==== TASK DATA ====

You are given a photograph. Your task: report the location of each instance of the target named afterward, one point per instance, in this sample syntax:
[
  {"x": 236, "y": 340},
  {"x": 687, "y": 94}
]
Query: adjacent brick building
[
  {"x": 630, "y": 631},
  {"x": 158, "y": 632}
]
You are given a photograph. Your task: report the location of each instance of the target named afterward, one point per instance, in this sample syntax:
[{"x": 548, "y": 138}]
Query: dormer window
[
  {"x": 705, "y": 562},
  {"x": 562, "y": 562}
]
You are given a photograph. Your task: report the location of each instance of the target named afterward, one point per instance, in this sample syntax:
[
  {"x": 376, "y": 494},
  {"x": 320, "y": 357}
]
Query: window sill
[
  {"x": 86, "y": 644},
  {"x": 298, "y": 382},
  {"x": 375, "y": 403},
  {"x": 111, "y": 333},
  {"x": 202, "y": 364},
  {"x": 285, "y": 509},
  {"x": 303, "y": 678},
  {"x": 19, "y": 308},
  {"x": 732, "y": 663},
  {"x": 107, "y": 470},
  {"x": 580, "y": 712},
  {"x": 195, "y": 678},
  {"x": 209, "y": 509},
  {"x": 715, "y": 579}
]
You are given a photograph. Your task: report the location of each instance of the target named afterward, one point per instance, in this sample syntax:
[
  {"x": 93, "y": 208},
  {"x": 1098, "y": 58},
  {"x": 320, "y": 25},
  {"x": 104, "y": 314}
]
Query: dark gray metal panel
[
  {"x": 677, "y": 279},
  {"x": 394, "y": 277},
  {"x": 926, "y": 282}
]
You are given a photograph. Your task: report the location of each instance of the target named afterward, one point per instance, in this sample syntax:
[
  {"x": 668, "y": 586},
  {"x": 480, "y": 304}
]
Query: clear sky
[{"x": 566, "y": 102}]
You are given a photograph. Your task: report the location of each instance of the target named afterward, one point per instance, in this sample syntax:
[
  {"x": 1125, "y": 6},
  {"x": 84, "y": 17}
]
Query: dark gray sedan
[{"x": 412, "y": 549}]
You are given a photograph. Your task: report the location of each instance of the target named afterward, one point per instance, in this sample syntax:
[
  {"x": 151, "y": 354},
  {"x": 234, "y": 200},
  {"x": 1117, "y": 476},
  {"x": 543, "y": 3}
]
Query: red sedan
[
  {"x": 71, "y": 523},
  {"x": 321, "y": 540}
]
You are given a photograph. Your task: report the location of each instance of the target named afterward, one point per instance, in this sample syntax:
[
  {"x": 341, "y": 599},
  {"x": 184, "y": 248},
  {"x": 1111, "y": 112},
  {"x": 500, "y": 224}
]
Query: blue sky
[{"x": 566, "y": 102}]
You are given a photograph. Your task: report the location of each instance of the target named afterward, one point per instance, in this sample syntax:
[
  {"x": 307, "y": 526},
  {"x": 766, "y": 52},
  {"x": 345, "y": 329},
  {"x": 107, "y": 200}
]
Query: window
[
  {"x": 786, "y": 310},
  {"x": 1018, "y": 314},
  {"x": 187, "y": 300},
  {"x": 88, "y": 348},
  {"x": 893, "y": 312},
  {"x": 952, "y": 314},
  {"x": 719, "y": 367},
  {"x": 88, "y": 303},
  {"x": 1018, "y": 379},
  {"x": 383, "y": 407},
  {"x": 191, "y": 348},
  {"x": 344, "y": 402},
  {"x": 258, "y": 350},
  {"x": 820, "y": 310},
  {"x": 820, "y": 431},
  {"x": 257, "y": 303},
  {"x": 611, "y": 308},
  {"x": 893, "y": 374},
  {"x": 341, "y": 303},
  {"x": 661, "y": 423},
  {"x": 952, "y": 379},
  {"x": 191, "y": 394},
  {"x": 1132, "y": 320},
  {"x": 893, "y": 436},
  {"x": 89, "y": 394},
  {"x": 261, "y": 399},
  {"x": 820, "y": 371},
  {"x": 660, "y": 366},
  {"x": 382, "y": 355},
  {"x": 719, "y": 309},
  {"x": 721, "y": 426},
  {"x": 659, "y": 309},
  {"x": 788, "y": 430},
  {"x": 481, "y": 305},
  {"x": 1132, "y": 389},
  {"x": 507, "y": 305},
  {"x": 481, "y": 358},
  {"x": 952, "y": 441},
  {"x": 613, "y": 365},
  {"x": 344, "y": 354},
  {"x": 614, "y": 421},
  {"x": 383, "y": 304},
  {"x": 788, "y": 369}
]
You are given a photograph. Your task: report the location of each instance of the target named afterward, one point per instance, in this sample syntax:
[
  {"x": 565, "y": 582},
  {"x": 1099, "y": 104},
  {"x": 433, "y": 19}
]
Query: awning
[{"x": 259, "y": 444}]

====

__INSTRUCTIONS FOR THE TASK__:
Transcribe every line above, character for character.

__ANSWER TO THE EXERCISE__:
You are given a photograph. Your task: report the location of each instance of the target named afterward, one point per instance, in this sample syntax:
[
  {"x": 236, "y": 340},
  {"x": 687, "y": 94}
]
Query: adjacent brick building
[
  {"x": 630, "y": 631},
  {"x": 158, "y": 632}
]
You are given a photograph. Your task: report the location of each instance of the target named afterward, one point per instance, in this sample syntax:
[{"x": 548, "y": 138}]
Query: dormer window
[
  {"x": 705, "y": 562},
  {"x": 562, "y": 562}
]
You are given a photograph. Your task: report the location of each instance of the target named afterward, one point per instance, in this sample syntax:
[
  {"x": 376, "y": 494},
  {"x": 320, "y": 357}
]
Query: window sill
[
  {"x": 86, "y": 644},
  {"x": 298, "y": 382},
  {"x": 375, "y": 403},
  {"x": 111, "y": 333},
  {"x": 202, "y": 364},
  {"x": 285, "y": 509},
  {"x": 303, "y": 678},
  {"x": 19, "y": 308},
  {"x": 732, "y": 663},
  {"x": 107, "y": 470},
  {"x": 580, "y": 712},
  {"x": 195, "y": 678},
  {"x": 209, "y": 509},
  {"x": 715, "y": 579}
]
You are given a photograph. Your task: report the location of each instance of the target named afterward, one point per instance, in this sample syntax:
[
  {"x": 93, "y": 208},
  {"x": 1098, "y": 58},
  {"x": 320, "y": 25},
  {"x": 104, "y": 314}
]
Query: dark gray metal panel
[
  {"x": 677, "y": 279},
  {"x": 394, "y": 277},
  {"x": 926, "y": 282}
]
You are given a photograph. Your task: report the location of each instance of the target named afterward, one point per instance, in this sample syntax:
[
  {"x": 668, "y": 586},
  {"x": 480, "y": 304}
]
Query: clear sky
[{"x": 566, "y": 102}]
You are given a photograph. Your task: report the location of each instance of the target named afterward, one point per instance, in this sample syntax:
[
  {"x": 1125, "y": 6},
  {"x": 84, "y": 17}
]
Query: dark gray sedan
[{"x": 412, "y": 549}]
You are given a photograph. Your task: report the location of each instance of the target named afterward, one point per instance, in this sample syntax:
[
  {"x": 151, "y": 354},
  {"x": 234, "y": 200},
  {"x": 1117, "y": 476},
  {"x": 543, "y": 3}
]
Query: red sedan
[
  {"x": 71, "y": 523},
  {"x": 321, "y": 540}
]
You are given a photograph. Your task: report the location of each instance of the target named afterward, one point per instance, in this sample syntax:
[
  {"x": 341, "y": 599},
  {"x": 184, "y": 248},
  {"x": 1111, "y": 112},
  {"x": 500, "y": 224}
]
Query: blue sky
[{"x": 566, "y": 102}]
You are given a photograph. Your task: report the location of each instance of the target named afterward, one point per instance, in this sample syntax:
[
  {"x": 307, "y": 526},
  {"x": 766, "y": 52},
  {"x": 345, "y": 329},
  {"x": 107, "y": 200}
]
Query: window
[
  {"x": 786, "y": 310},
  {"x": 1018, "y": 314},
  {"x": 187, "y": 300},
  {"x": 88, "y": 348},
  {"x": 893, "y": 312},
  {"x": 952, "y": 314},
  {"x": 719, "y": 367},
  {"x": 88, "y": 303},
  {"x": 1018, "y": 379},
  {"x": 383, "y": 407},
  {"x": 191, "y": 348},
  {"x": 344, "y": 402},
  {"x": 258, "y": 350},
  {"x": 820, "y": 310},
  {"x": 820, "y": 431},
  {"x": 257, "y": 303},
  {"x": 611, "y": 308},
  {"x": 893, "y": 374},
  {"x": 341, "y": 303},
  {"x": 661, "y": 423},
  {"x": 952, "y": 379},
  {"x": 191, "y": 394},
  {"x": 1132, "y": 320},
  {"x": 893, "y": 436},
  {"x": 89, "y": 394},
  {"x": 261, "y": 399},
  {"x": 820, "y": 371},
  {"x": 660, "y": 366},
  {"x": 382, "y": 355},
  {"x": 719, "y": 309},
  {"x": 721, "y": 426},
  {"x": 659, "y": 309},
  {"x": 788, "y": 430},
  {"x": 481, "y": 305},
  {"x": 1132, "y": 389},
  {"x": 507, "y": 305},
  {"x": 481, "y": 358},
  {"x": 952, "y": 441},
  {"x": 613, "y": 365},
  {"x": 344, "y": 354},
  {"x": 614, "y": 421},
  {"x": 383, "y": 304},
  {"x": 788, "y": 369}
]
You are given a photograph. Your task: report the location of each instance of the target named afterward, one point per instance, in this sample syntax:
[
  {"x": 565, "y": 582},
  {"x": 1099, "y": 104},
  {"x": 433, "y": 19}
]
Query: awning
[{"x": 259, "y": 444}]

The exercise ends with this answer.